* What needs to be done:
Return every one of the items below word for word, with each line unchanged.

****************

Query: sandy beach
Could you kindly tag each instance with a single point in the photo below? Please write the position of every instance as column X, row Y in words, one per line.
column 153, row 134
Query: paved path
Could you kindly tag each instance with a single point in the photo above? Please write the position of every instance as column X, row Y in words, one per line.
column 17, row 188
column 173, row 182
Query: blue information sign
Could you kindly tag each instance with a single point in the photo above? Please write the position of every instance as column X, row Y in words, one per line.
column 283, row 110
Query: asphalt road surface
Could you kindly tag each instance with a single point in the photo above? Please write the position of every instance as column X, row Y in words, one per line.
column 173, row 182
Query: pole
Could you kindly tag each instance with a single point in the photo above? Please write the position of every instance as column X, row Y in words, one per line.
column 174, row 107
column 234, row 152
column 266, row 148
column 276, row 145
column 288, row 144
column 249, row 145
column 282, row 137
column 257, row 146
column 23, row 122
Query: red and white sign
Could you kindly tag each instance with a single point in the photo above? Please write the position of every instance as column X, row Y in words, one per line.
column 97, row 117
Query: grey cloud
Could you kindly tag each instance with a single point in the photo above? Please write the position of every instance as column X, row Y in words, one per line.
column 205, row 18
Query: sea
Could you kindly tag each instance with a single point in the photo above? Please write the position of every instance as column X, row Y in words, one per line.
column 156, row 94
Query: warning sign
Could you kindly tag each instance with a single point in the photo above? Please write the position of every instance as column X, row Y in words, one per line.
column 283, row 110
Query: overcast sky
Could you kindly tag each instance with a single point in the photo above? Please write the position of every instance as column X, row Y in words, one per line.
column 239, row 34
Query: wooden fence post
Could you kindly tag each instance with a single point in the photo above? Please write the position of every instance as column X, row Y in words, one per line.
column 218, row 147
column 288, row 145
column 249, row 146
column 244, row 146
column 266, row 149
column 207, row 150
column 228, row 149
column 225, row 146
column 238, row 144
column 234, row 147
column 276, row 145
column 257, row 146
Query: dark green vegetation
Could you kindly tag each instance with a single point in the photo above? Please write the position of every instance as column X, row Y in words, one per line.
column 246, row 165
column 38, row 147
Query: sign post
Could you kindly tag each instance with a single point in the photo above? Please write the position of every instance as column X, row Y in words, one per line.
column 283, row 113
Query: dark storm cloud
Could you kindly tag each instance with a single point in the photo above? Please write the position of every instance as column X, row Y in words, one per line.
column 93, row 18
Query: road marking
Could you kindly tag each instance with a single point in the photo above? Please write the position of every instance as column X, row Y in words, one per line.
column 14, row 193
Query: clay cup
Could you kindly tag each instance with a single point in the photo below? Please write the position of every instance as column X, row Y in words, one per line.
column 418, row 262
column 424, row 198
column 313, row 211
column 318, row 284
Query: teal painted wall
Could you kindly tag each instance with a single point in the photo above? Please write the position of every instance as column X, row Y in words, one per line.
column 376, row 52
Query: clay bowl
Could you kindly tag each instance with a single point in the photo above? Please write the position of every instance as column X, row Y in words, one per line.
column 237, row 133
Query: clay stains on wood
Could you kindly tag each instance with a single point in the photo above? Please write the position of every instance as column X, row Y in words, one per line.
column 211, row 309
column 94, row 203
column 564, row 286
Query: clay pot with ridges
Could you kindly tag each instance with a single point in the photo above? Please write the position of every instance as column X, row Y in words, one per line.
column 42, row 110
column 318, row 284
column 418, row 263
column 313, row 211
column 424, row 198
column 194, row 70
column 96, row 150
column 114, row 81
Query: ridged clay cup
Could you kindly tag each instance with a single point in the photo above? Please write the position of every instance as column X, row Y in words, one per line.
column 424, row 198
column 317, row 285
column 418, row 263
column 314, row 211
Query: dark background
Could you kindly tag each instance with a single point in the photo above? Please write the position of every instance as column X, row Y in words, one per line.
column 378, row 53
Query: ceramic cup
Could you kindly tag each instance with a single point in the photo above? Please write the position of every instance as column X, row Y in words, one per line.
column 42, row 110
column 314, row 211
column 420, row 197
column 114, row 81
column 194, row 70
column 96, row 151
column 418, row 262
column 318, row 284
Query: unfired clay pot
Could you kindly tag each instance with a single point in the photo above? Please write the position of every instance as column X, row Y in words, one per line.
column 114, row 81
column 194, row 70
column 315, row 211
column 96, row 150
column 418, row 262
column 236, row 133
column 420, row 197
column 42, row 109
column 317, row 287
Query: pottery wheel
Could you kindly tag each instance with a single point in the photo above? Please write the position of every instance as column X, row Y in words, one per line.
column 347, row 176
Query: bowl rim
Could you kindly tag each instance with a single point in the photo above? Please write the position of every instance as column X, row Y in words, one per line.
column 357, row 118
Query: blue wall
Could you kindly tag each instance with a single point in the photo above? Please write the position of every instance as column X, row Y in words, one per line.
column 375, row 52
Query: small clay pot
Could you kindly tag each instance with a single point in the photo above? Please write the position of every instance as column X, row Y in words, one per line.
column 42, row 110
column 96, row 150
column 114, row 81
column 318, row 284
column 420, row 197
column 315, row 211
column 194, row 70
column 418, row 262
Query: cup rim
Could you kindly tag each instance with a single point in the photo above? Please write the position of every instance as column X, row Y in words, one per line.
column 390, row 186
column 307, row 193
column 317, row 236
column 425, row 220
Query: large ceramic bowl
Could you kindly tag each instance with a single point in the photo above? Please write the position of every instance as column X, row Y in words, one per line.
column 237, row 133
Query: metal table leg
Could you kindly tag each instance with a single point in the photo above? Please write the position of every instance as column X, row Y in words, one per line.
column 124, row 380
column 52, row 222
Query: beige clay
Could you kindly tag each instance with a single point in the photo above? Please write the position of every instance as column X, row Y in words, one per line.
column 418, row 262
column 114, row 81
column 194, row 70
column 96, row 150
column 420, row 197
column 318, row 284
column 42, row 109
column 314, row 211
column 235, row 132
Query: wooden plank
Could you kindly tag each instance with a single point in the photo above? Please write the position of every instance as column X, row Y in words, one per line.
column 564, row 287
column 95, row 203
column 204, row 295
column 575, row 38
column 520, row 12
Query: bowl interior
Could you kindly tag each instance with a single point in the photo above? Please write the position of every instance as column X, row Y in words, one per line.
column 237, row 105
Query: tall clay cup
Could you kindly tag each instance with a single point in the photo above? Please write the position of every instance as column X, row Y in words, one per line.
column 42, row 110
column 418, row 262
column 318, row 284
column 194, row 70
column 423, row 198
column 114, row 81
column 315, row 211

****************

* Correct output:
Query: sandy beach
Could you kindly tag each instance with a single point in the photo below? Please write the position of every instance as column X, row Y in words, one per line.
column 153, row 134
Query: paved path
Could you kindly tag each instance with a single point in the photo above? Please write the position of every instance as column X, row Y in words, one per line.
column 17, row 188
column 173, row 182
Query: blue information sign
Could you kindly tag each instance with a single point in the photo above? Please write the position of every instance as column X, row Y in words, one per line.
column 283, row 110
Query: asphalt road surface
Could you kindly tag each instance with a single point in the photo above? Please write the position of every instance as column X, row Y in words, one per line.
column 173, row 182
Query: pole
Could you kindly tag each instance with a single point in the photo above? Please write the position of every instance as column X, row Y in words, one per line.
column 174, row 107
column 234, row 152
column 266, row 148
column 276, row 145
column 288, row 144
column 249, row 145
column 282, row 137
column 257, row 146
column 23, row 122
Query: red and white sign
Could you kindly tag each instance with a single point in the photo above? Please write the position of every instance as column X, row Y in words, one per line.
column 97, row 117
Query: grey cloud
Could you kindly tag each instance with a single point in the photo above? Please write the position of every instance as column X, row Y in words, one per line.
column 205, row 18
Query: sea
Could you kindly tag each instance with a single point in the photo above? Please write the position of every instance as column X, row Y in words, one per line.
column 156, row 94
Query: warning sign
Could you kindly tag each instance with a single point in the photo above? Please write the position of every instance as column X, row Y in words, one per line.
column 283, row 110
Query: overcast sky
Could you kindly tag each instance with a single point in the photo above? Please write the position of every instance as column X, row Y in words, one per line.
column 239, row 34
Query: wooden fence post
Could you kindly tag each instance with a single point in the photo above? Please write the position of every instance as column X, row Y in words, one per line.
column 218, row 147
column 288, row 145
column 249, row 146
column 244, row 146
column 266, row 149
column 207, row 150
column 228, row 149
column 225, row 146
column 238, row 144
column 234, row 147
column 276, row 145
column 257, row 146
Query: dark green vegetation
Could you kindly tag each instance with a single point in the photo above? Please write the position of every instance as column X, row Y in words, one per line.
column 246, row 165
column 38, row 147
Query: sign post
Could you kindly tag each instance with a single point in the photo above? Please write the position of every instance as column X, row Y in words, one per line.
column 283, row 113
Query: dark storm cloud
Could you kindly tag each instance with a single point in the photo above? Please write the position of every instance as column X, row Y in words, one per line.
column 93, row 18
Query: road marking
Could you kindly tag each instance with a single point in the photo above? Please write the position of every instance as column X, row Y in words, one per line.
column 14, row 193
Query: clay cup
Could you kindly tag each instance with a single point in the photo below? Please write the position of every instance as column X, row Y in words, one per line.
column 418, row 262
column 424, row 198
column 313, row 211
column 318, row 284
Query: teal painted wall
Could you kindly tag each instance with a single point in the photo above? Please write the position of every instance as column X, row Y in words, one per line.
column 376, row 52
Query: clay bowl
Could you kindly tag each instance with a single point in the photo above? Please write the position of every instance as column X, row Y in words, one per line.
column 237, row 133
Query: clay stains on wood
Could you kindly tag each instance with a single point in the photo above? Please write the position of every instance as column X, row Y in words, one per line.
column 211, row 309
column 94, row 203
column 564, row 286
Query: clay pot with ridges
Could you kindly tag each instance with a single point in the photo above? Please write the position of every instance as column X, row Y in words, one per line.
column 42, row 110
column 318, row 284
column 418, row 263
column 313, row 211
column 424, row 198
column 194, row 70
column 96, row 150
column 114, row 81
Query: ridged clay cup
Could you kindly tag each instance with a single point in the photo above? Please write the position of every instance as column X, row Y in words, one per line.
column 424, row 198
column 317, row 285
column 418, row 263
column 314, row 211
Query: dark background
Could you kindly tag each instance with a single point in the photo above? Please write the position of every instance as column X, row Y in words, one per line.
column 378, row 53
Query: ceramic cup
Could you kindly tag each instance with a single point in the photo above? Please write the position of every instance as column X, row Y in words, one per line.
column 42, row 110
column 314, row 211
column 420, row 197
column 114, row 81
column 194, row 70
column 96, row 151
column 418, row 262
column 318, row 284
Query: unfired clay pot
Could you kindly tag each instance with a single point in the photo above? Please write the position of every instance as column X, row Y in words, one per line.
column 114, row 81
column 194, row 70
column 315, row 211
column 96, row 150
column 418, row 262
column 236, row 133
column 420, row 197
column 42, row 109
column 317, row 287
Query: pottery wheel
Could you kindly tag each instance with a single point in the photo above? Please write the position of every instance as column X, row Y in words, one per line.
column 347, row 176
Query: bowl rim
Could you kindly tag each instance with a single point in the photo above? Please write the position of every instance as column X, row Y in words, one per line.
column 357, row 118
Query: blue wall
Could you kindly tag each instance with a single point in the photo above? Please write the position of every instance as column X, row Y in words, one per line.
column 375, row 52
Query: small clay pot
Could you kindly tag each instance with a single point in the photo above? Please write the position of every instance as column X, row Y in words, one per line.
column 42, row 110
column 96, row 150
column 114, row 81
column 318, row 284
column 420, row 197
column 315, row 211
column 194, row 70
column 418, row 262
Query: cup rim
Could you kindly tag each instance with a single point in the photo above? Please write the position of every instance as column X, row Y in words, one per line.
column 390, row 186
column 307, row 193
column 317, row 236
column 425, row 220
Query: large ceramic bowl
Could you kindly tag each instance with a single point in the photo above? Please write the position of every instance as column X, row Y in words, one per line.
column 237, row 133
Query: metal table leg
Could you kindly tag each instance with a single point in the photo above? Please write the position of every instance as column X, row Y in words, one per line.
column 124, row 380
column 52, row 222
Query: beige clay
Could you kindly tag each instance with a single point in the photo above? Please write the position of every instance as column X, row Y in words, one per line.
column 418, row 262
column 114, row 81
column 194, row 70
column 96, row 150
column 420, row 197
column 318, row 284
column 42, row 109
column 314, row 211
column 235, row 132
Query: wooden plank
Could you kindly tag each instance with a single point in the photo above? Please write the position of every instance as column X, row Y in words, one per line.
column 564, row 287
column 95, row 203
column 204, row 295
column 575, row 38
column 520, row 12
Query: bowl interior
Could you kindly tag each instance with a single point in the photo above? Please write the position of every instance as column X, row Y in words, one per line.
column 237, row 105
Query: tall clay cup
Could you kindly tag each instance with a single point in the photo above? Please write the position of every instance as column X, row Y in words, one per line.
column 42, row 110
column 418, row 262
column 318, row 284
column 194, row 70
column 423, row 198
column 114, row 81
column 315, row 211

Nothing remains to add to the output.